> **Gesuchte Angabe**
Welchen Beruf übt Otis' Mutter Jean laut dem Artikel über die Serie „Sex Education“ aus?

> **Dokumentabschnitt**
Ganz unverkrampft widmet sich die neue Netflix-Serie „Sex Education“ den Unsicherheiten von Jugendlichen. Teenie Otis wird zum Sextherapeuten.

Vom bisweilen erheblichen Unterschied zwischen Theorie und Praxis kann der Teenager Otis (Asa Butterfield, Bild links) ein Liedchen singen. Dank seiner aufgeschlossenen bis aufdringlichen Mutter Jean (Gillian Anderson, Bild rechts), einer Sexualtherapeutin, weiß der Nerd so ziemlich alles über Sex. Zumindest theoretisch. Praktisch geht der schüchterne Otis als Jungfrau durchs Leben – nicht mal Selbstbefriedigung bekommt er zufriedenstellend hin. Umso schlimmer, dass bald die ganze Highschool vom Beruf seiner Mutter weiß.

Das „Flittchen“ Maeve (Emma Mackey) erkennt darin eine Chance und animiert Otis dazu, sein Fachwissen als Sexualtherapeut in einem verlassenen Teil der Schule einzusetzen. Fortan werden die Teens mit ihren Sexproblemen bei Otis vorstellig und lassen sich gegen eine kleine Zahlung beraten. Da wären etwa der zu gut bestückte Sohn des Rektors, die Freundin, die nicht auf Französisch klarkommt, oder eine ungewollt schwangere Schülerin.

> **Zu prüfende Daten**
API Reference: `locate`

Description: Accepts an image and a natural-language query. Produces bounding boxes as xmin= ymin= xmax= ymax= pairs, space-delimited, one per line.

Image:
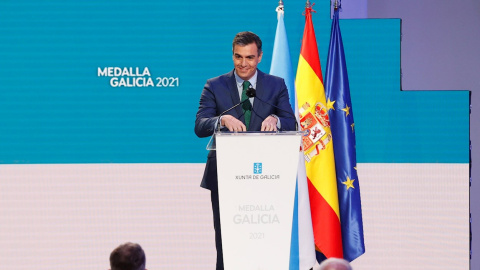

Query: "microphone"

xmin=246 ymin=85 xmax=298 ymax=131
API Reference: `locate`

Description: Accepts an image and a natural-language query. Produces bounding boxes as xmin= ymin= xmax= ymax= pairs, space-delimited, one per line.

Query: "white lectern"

xmin=215 ymin=131 xmax=301 ymax=270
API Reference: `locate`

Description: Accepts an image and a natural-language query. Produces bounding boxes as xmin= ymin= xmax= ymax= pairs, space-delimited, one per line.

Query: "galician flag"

xmin=270 ymin=2 xmax=315 ymax=270
xmin=295 ymin=1 xmax=343 ymax=258
xmin=325 ymin=3 xmax=365 ymax=261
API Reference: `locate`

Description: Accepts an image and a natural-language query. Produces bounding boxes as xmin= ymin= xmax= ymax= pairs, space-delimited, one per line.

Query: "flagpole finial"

xmin=333 ymin=0 xmax=342 ymax=10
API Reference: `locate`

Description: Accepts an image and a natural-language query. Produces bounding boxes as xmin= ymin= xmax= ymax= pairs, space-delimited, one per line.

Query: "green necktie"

xmin=242 ymin=81 xmax=252 ymax=130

> **Lösung der Aufgabe**
Sie ist Sexualtherapeutin.